*GIVEN TASK:* Convert the lines from the one containing "Locate the brown upper" through the one containing "0, 612, 92]]", both included, into a Markdown table with the columns Row and Line. Give each line its own numbered row, and leave out any blank lines.

[START]

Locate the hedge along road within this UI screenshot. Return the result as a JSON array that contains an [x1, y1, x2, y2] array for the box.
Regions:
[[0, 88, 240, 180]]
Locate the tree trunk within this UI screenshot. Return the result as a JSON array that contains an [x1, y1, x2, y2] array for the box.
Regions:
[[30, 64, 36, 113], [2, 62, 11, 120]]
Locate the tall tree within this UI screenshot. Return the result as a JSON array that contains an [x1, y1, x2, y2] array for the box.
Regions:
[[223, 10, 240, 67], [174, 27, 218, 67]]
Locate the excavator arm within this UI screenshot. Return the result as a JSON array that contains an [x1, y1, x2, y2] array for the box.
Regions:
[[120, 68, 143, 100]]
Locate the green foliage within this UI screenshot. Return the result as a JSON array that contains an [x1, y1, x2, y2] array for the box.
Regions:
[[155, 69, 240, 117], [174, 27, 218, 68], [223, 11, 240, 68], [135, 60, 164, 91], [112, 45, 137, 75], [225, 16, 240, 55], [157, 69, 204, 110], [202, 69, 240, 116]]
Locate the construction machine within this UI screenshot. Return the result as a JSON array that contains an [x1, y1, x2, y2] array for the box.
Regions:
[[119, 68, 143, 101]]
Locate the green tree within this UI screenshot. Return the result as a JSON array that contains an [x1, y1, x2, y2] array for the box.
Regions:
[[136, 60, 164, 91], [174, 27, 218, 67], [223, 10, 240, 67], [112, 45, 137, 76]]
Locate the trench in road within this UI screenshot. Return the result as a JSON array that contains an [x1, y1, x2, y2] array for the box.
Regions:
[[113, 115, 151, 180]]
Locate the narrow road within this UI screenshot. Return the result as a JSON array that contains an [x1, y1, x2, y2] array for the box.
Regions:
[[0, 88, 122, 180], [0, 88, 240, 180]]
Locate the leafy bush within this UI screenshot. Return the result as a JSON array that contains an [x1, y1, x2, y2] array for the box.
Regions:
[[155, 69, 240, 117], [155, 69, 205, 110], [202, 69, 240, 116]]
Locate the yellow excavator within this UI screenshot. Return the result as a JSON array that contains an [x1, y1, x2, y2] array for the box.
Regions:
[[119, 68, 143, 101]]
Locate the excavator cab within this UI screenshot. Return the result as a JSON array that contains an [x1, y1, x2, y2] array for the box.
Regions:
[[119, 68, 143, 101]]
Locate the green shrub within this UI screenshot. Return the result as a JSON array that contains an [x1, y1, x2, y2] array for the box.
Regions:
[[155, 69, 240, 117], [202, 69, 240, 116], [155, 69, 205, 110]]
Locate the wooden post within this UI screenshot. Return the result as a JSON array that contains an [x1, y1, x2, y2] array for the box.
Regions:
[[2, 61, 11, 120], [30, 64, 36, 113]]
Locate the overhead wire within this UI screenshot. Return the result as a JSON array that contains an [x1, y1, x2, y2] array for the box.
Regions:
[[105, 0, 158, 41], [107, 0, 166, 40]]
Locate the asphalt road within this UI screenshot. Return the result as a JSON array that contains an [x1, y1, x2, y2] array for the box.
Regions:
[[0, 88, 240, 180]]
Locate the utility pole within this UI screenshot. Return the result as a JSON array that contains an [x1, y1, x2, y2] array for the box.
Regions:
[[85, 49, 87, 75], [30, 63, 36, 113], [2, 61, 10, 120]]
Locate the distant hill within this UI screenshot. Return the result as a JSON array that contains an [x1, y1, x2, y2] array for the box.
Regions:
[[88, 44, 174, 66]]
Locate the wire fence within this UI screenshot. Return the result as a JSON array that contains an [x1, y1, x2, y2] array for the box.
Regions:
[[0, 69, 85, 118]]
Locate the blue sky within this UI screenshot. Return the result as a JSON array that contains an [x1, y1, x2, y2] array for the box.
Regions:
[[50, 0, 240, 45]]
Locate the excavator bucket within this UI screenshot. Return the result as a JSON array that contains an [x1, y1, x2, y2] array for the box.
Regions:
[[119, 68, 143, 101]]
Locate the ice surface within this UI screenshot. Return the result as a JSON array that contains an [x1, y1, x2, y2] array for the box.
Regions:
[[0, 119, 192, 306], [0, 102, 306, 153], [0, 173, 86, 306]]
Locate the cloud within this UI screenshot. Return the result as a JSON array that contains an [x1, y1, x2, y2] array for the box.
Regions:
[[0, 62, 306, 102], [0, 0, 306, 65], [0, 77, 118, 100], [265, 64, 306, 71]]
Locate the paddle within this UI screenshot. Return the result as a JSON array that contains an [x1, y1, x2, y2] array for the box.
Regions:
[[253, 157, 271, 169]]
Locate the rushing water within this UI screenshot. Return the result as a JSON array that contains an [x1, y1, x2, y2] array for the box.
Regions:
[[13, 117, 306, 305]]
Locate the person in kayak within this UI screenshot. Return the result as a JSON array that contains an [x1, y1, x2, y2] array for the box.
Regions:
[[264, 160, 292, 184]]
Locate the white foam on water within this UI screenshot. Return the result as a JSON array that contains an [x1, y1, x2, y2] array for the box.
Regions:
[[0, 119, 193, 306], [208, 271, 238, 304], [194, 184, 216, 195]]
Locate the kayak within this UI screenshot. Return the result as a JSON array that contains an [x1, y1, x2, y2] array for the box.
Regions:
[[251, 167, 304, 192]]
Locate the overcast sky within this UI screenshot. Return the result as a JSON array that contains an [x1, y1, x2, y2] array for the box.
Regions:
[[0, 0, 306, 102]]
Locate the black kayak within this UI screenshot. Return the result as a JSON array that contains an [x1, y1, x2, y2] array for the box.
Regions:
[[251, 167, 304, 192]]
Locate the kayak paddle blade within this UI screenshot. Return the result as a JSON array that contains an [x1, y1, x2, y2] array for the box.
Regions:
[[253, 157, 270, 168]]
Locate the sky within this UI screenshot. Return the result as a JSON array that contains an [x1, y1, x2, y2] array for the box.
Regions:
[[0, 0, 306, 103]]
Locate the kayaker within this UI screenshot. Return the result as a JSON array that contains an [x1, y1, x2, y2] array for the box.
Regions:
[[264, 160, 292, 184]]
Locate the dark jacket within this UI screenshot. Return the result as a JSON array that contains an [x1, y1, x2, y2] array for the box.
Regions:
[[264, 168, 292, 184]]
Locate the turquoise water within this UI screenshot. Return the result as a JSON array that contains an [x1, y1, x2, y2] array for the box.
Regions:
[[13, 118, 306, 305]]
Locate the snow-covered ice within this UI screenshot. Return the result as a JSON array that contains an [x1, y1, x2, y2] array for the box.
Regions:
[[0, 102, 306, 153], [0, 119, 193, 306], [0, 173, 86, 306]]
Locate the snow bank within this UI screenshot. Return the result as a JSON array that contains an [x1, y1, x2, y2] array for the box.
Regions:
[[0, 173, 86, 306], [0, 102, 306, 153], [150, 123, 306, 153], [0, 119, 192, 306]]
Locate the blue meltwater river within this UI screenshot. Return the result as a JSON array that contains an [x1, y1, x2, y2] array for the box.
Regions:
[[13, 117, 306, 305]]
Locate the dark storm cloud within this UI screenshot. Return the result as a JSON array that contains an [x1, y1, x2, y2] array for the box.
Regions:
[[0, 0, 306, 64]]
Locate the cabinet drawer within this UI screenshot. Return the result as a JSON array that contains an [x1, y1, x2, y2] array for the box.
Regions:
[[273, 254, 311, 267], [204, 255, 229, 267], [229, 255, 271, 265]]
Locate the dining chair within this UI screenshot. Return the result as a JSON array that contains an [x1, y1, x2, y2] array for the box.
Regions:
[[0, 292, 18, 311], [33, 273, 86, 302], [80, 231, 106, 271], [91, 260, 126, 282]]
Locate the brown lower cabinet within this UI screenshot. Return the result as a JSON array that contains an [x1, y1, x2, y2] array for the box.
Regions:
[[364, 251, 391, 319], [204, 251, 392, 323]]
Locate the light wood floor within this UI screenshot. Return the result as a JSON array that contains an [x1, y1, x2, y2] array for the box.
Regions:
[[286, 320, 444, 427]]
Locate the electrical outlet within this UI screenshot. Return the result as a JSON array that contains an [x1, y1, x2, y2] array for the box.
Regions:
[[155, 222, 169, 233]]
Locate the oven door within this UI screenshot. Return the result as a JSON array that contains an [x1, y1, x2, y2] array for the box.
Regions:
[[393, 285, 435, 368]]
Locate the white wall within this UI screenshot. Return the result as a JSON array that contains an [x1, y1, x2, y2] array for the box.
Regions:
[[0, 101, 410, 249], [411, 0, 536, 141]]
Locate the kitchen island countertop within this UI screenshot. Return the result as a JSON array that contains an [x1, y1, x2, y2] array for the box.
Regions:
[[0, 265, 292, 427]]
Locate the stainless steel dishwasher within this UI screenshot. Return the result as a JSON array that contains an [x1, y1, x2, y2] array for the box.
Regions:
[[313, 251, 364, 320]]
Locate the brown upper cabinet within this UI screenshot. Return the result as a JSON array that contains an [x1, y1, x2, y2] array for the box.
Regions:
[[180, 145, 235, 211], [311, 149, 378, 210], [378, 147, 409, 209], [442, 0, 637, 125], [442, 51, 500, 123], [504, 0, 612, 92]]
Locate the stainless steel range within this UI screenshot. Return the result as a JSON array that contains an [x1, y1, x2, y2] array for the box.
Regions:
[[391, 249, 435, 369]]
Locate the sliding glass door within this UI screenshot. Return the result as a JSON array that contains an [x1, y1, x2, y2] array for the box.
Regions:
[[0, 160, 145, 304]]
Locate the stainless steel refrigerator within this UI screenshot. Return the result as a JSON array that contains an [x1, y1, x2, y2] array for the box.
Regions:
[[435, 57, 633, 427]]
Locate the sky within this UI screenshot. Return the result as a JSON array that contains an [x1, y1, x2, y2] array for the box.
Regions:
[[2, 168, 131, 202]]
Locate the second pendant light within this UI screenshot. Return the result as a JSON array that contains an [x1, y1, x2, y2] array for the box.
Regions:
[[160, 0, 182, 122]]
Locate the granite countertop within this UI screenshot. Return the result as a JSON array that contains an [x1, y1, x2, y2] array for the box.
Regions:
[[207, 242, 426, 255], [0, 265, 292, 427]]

[END]

*OUTPUT BELOW:*
| Row | Line |
|---|---|
| 1 | Locate the brown upper cabinet within this UI screenshot. Return the result as a JSON array that contains an [x1, y1, x2, y2] array for the box. |
| 2 | Regions: |
| 3 | [[180, 145, 235, 211], [311, 149, 378, 210], [378, 147, 409, 209], [442, 0, 637, 125], [442, 51, 500, 123], [504, 0, 612, 92]] |